- [The problem] Repeat, word for word, all the data that follows, and exclude the pictures.

- [Information given]
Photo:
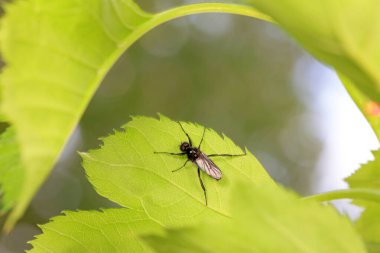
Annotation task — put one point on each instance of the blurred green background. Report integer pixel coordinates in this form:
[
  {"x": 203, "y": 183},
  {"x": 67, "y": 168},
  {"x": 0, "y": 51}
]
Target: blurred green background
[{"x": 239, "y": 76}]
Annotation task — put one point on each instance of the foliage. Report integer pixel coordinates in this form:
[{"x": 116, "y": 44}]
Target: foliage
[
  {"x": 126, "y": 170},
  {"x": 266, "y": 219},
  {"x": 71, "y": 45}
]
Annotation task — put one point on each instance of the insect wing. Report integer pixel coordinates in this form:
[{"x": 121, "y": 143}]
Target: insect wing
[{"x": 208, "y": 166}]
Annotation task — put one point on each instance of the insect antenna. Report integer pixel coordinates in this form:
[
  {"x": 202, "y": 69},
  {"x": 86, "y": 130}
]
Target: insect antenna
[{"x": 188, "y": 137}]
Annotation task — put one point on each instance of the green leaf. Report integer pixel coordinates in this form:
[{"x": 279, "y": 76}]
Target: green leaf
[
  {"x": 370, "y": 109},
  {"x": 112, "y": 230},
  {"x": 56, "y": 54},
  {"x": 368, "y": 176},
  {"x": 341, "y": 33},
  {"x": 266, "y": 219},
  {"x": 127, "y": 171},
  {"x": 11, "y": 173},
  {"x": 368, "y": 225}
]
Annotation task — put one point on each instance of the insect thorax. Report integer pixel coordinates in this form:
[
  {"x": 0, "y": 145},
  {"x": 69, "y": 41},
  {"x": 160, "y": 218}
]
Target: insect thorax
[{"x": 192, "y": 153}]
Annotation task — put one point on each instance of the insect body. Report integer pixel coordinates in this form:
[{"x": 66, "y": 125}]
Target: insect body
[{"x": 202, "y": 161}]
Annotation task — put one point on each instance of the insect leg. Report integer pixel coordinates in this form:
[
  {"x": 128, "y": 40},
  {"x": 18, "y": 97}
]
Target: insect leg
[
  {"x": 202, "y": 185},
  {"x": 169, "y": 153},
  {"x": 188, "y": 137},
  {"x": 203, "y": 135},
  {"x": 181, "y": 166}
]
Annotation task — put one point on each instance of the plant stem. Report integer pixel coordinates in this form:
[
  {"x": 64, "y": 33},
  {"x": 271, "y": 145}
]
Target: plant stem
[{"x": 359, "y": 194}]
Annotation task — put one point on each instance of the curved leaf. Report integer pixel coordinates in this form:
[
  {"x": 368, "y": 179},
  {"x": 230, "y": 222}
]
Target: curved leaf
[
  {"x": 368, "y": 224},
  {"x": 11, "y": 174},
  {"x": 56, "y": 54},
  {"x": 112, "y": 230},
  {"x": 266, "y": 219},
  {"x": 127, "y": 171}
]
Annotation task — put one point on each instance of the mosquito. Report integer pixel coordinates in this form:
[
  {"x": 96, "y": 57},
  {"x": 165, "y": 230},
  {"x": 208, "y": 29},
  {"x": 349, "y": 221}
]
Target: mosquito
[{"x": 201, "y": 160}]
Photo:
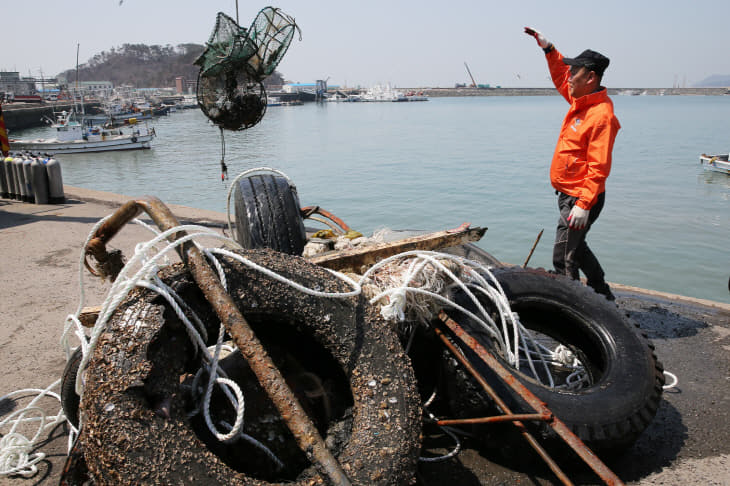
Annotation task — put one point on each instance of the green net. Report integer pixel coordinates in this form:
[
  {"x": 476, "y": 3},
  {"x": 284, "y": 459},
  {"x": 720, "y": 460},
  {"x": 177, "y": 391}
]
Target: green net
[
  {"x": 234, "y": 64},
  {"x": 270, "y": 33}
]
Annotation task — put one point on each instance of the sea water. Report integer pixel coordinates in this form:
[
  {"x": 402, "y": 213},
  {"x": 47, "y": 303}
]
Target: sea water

- [Task solution]
Photo:
Annotation task — put one point on each instance of the blurred green background. Report integer pixel coordinates in this form:
[
  {"x": 203, "y": 183},
  {"x": 67, "y": 168},
  {"x": 0, "y": 51}
]
Target: blurred green background
[{"x": 239, "y": 76}]
Annotation task — put one point on each instance of the foliage. Report integer pixel coordinates in this form:
[{"x": 116, "y": 44}]
Target: foliage
[
  {"x": 126, "y": 170},
  {"x": 266, "y": 219},
  {"x": 71, "y": 45}
]
Annotation task — put one point on each instance of the insect wing. Report integer pixel coordinates in this form:
[{"x": 121, "y": 143}]
Target: insect wing
[{"x": 208, "y": 166}]
Annotation task — put one point on each instance of the insect antenna. Report integer pixel coordinates in this form:
[
  {"x": 202, "y": 69},
  {"x": 86, "y": 130}
]
Target: insect antenna
[{"x": 188, "y": 137}]
Annotation task — put one point on each instance of the green leaf. Report integer pixel coordinates in this form:
[{"x": 279, "y": 76}]
Target: green leaf
[
  {"x": 370, "y": 109},
  {"x": 112, "y": 230},
  {"x": 56, "y": 54},
  {"x": 368, "y": 176},
  {"x": 341, "y": 33},
  {"x": 266, "y": 219},
  {"x": 127, "y": 171},
  {"x": 11, "y": 173},
  {"x": 368, "y": 225}
]
Annotation task — put one point on each instance of the insect thorax. Report integer pixel coordinates in this form:
[
  {"x": 0, "y": 145},
  {"x": 69, "y": 41},
  {"x": 160, "y": 218}
]
Target: insect thorax
[{"x": 192, "y": 153}]
Annotation task — put one point on each instance of the insect body. Report integer pixel coordinates in this form:
[{"x": 66, "y": 125}]
Target: insect body
[{"x": 202, "y": 161}]
Annotation task — put one point on each instance of the insect leg. Report integer pixel coordinates in this form:
[
  {"x": 128, "y": 40},
  {"x": 18, "y": 97}
]
Target: insect leg
[
  {"x": 202, "y": 185},
  {"x": 169, "y": 153},
  {"x": 188, "y": 137},
  {"x": 203, "y": 135},
  {"x": 181, "y": 166}
]
Annotation task — put one point on each instance of the plant stem. Report integer pixel coordinates in this form:
[
  {"x": 64, "y": 33},
  {"x": 271, "y": 145}
]
Target: plant stem
[{"x": 359, "y": 194}]
Annotation task — put one point on each instance of the curved leaf. Report integer pixel coordinates in this form:
[
  {"x": 368, "y": 179},
  {"x": 230, "y": 222}
]
Target: curved leaf
[
  {"x": 368, "y": 224},
  {"x": 11, "y": 174},
  {"x": 56, "y": 54},
  {"x": 112, "y": 230},
  {"x": 266, "y": 219},
  {"x": 127, "y": 171}
]
Annotation task — put one point on each instance of the mosquito. Report integer pixel coordinates in this form:
[
  {"x": 96, "y": 57},
  {"x": 165, "y": 230},
  {"x": 208, "y": 29},
  {"x": 349, "y": 221}
]
Target: mosquito
[{"x": 201, "y": 160}]
Photo:
Annotation task — put one point on each instance of the green net. Report integer pixel coordinates in this form:
[
  {"x": 476, "y": 3},
  {"x": 284, "y": 459},
  {"x": 720, "y": 460},
  {"x": 177, "y": 391}
]
Target: green net
[
  {"x": 234, "y": 64},
  {"x": 270, "y": 33}
]
Annotation task — put one point on each instance of the sea water. Report integer pixel coordinates in this form:
[
  {"x": 402, "y": 213},
  {"x": 47, "y": 303}
]
Target: sea water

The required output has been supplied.